Stored data >>
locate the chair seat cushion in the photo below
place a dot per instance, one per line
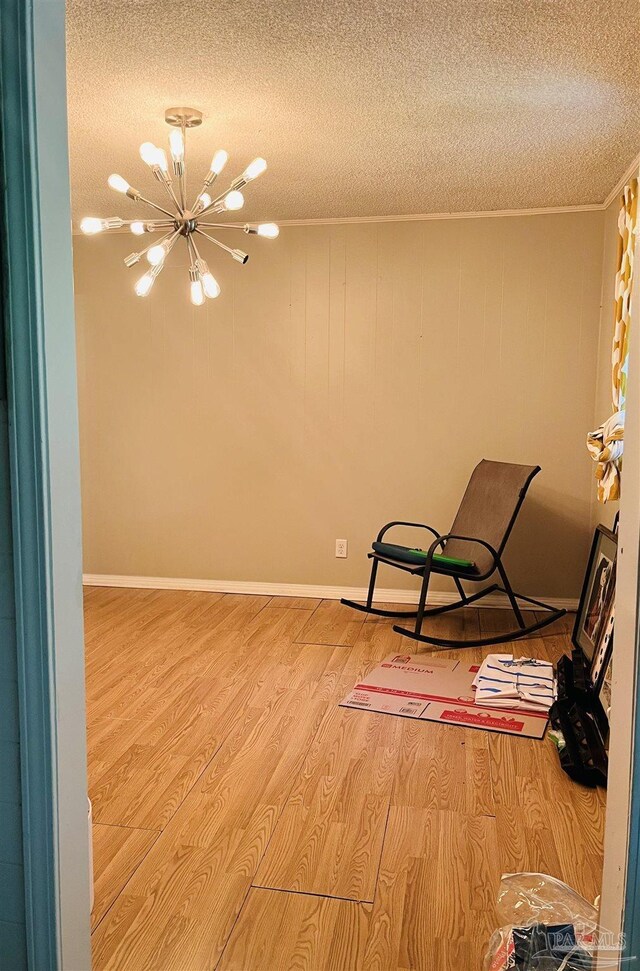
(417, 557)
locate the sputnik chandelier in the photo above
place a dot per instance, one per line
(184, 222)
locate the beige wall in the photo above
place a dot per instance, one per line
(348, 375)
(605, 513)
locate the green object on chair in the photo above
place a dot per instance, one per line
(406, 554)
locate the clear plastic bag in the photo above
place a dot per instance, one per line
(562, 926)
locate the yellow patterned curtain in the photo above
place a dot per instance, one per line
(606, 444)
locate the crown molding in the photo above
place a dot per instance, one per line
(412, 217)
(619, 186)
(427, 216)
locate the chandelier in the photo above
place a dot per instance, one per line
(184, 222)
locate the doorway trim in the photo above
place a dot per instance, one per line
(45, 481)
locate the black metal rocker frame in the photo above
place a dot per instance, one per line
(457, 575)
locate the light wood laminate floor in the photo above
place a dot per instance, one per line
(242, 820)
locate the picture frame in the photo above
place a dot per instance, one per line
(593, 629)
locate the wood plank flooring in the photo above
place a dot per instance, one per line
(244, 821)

---

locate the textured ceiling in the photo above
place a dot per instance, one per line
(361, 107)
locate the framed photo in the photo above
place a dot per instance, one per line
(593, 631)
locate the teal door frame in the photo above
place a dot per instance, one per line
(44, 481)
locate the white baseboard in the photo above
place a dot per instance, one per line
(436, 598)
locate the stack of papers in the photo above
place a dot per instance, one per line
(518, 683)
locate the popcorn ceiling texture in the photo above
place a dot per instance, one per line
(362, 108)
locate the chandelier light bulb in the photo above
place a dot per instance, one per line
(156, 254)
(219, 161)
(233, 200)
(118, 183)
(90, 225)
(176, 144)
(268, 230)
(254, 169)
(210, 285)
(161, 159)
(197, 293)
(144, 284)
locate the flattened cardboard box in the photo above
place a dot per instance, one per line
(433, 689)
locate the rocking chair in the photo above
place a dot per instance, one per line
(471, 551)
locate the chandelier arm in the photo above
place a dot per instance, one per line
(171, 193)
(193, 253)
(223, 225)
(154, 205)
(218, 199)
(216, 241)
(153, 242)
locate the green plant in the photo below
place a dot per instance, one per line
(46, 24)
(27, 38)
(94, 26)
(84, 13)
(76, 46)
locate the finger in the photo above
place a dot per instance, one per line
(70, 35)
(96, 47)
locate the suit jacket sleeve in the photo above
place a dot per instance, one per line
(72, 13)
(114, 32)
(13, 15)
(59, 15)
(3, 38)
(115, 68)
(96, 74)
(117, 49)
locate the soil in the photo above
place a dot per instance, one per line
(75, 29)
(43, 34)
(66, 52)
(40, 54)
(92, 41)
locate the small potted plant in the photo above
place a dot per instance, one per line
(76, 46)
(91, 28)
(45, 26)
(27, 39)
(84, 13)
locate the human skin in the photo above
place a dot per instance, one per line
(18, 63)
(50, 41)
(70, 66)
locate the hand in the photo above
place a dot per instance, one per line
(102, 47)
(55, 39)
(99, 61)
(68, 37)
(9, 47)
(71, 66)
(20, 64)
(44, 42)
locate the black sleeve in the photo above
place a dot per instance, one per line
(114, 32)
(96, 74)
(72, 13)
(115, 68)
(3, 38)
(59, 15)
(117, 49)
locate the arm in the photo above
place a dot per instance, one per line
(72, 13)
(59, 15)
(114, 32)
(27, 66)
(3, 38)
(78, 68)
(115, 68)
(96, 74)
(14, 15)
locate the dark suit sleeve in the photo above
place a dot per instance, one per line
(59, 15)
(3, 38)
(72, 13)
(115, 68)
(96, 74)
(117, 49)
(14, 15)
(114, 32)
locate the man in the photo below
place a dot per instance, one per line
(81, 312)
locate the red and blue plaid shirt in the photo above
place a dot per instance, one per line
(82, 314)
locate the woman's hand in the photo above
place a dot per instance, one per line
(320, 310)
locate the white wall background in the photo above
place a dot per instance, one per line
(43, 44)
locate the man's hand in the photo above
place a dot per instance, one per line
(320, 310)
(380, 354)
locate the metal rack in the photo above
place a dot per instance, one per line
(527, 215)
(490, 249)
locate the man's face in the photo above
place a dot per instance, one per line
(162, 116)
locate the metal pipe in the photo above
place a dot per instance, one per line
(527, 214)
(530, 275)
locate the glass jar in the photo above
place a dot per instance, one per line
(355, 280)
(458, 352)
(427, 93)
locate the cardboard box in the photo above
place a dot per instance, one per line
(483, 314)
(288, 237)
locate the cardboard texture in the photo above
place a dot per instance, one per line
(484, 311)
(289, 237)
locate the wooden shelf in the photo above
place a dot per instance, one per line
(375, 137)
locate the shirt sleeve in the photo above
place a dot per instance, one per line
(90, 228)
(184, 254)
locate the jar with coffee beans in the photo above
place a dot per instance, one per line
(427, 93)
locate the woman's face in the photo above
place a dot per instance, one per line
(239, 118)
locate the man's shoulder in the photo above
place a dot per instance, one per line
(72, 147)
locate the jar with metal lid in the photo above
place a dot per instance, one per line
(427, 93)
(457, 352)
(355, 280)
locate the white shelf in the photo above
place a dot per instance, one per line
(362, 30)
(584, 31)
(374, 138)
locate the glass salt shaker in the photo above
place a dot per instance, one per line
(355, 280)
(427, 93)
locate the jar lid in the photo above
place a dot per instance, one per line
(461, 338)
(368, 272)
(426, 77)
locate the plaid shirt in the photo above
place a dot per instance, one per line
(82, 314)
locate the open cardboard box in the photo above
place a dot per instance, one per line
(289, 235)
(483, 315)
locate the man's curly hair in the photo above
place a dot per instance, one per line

The task >>
Among the lines of the data, which ones contain the word "light"? Show them.

Solution >>
locate the light wood laminate floor in the photo above
locate the chandelier light bulb in the photo above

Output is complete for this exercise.